# al arrancar mi pc dice "press f1 resume"



## jgrey (Abr 25, 2011)

buenas a todos....

requiero la ayuda de todo aquellas personas que sepan del tema...y como yo muy poco se, estoy tratando de montar una imagen del pantallazo.... de lo que si estoy seguro es que estaba instalando "nero" y mi pc comenzo a decirme que el disco duro esta malo... y no me atrevo hacer copia de seguridad to dabia esperando su valiosa ayuda... ya trate de restaurar pero no tiene fechas de restauracion. los que por aqui saben de esto dicen que que haga una que otra cosa y nada funciona... siempre  ingreso con f1....si no puden ver la imagen me escriben por favor... 







   gracias.... 
Ver el archivo adjunto problema de arranque pc.pdf


----------



## Dr. Zoidberg (Abr 25, 2011)

1- NO te voy a responder a tu mail por que esto es un foro, así que antes de pedir ayuda tenes que aprender a usarlo.
2- El problema que tenés es COMPLETAMENTA CLARO! Por que no leés el mensaje de error?

Te está diciendo que el diagnóstico SMART del disco ha dado que está malo y se va a terminar rompiendo. Tenés que hacer backup y poner un disco nuevo por que ese ya palmó...está claro?

Si aún así querés sacar el mensaje de error, tenés que entrar al BIOS y deshabilitar la verificación de SMART. Si no sabés como hacerlo, entonces cambiá el disco antes de perder toda la información.


----------



## jgrey (Abr 25, 2011)

hola muchachon... gracias por tu colaboración ....

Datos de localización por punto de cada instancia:
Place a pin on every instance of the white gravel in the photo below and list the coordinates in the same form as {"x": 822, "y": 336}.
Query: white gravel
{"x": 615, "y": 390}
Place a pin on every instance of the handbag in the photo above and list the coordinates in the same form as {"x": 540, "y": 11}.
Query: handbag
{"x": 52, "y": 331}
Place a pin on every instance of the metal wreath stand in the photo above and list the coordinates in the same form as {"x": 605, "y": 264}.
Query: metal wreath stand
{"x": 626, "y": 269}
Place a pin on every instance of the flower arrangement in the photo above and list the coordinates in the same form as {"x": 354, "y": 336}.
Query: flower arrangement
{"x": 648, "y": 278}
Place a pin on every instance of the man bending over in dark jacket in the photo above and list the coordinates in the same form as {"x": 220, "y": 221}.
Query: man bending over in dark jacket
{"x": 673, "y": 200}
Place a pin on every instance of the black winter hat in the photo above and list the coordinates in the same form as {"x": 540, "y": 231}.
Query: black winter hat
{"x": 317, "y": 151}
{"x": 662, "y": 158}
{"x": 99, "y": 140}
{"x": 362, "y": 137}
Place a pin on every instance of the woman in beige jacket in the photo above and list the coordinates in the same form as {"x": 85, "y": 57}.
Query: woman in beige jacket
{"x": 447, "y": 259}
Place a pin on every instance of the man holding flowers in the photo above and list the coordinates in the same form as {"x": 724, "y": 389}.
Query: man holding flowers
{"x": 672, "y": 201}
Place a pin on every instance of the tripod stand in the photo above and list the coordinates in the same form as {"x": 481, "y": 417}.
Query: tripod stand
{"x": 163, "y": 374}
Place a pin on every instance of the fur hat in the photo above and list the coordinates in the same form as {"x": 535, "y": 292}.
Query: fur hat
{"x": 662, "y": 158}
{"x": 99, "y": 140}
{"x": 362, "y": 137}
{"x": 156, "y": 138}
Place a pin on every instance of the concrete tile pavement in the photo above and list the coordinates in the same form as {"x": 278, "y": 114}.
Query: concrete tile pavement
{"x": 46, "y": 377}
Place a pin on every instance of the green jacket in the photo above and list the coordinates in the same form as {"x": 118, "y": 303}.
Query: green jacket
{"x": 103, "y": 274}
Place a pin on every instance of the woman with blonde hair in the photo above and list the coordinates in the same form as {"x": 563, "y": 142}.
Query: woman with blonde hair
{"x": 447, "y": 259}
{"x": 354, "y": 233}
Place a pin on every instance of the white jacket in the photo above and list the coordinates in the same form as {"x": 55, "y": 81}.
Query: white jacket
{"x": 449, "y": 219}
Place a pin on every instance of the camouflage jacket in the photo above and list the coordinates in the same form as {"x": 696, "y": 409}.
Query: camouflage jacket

Consigna 1 —
Responda según el hilo del foro:
(a) ¿Qué programa estaba instalando jgrey cuando la PC empezó a decirle que el disco duro estaba malo?
(b) Según Dr. Zoidberg, ¿qué diagnóstico del disco dio que está malo?
(c) ¿Qué hay que deshabilitar en el BIOS para sacar el mensaje de error?
Consigna 2 — Por favor, copie el fragmento del hilo del foro que va de "## Dr. Zoidberg" a "mensaje de error?", y cambie "mail" por "correo".

Solución del ejercicio 1 —
(a) Nero.
(b) El diagnóstico SMART.
(c) La verificación de SMART.

Solución del ejercicio 2 —
## Dr. Zoidberg (Abr 25, 2011)

1- NO te voy a responder a tu correo por que esto es un foro, así que antes de pedir ayuda tenes que aprender a usarlo.
2- El problema que tenés es COMPLETAMENTA CLARO! Por que no leés el mensaje de error?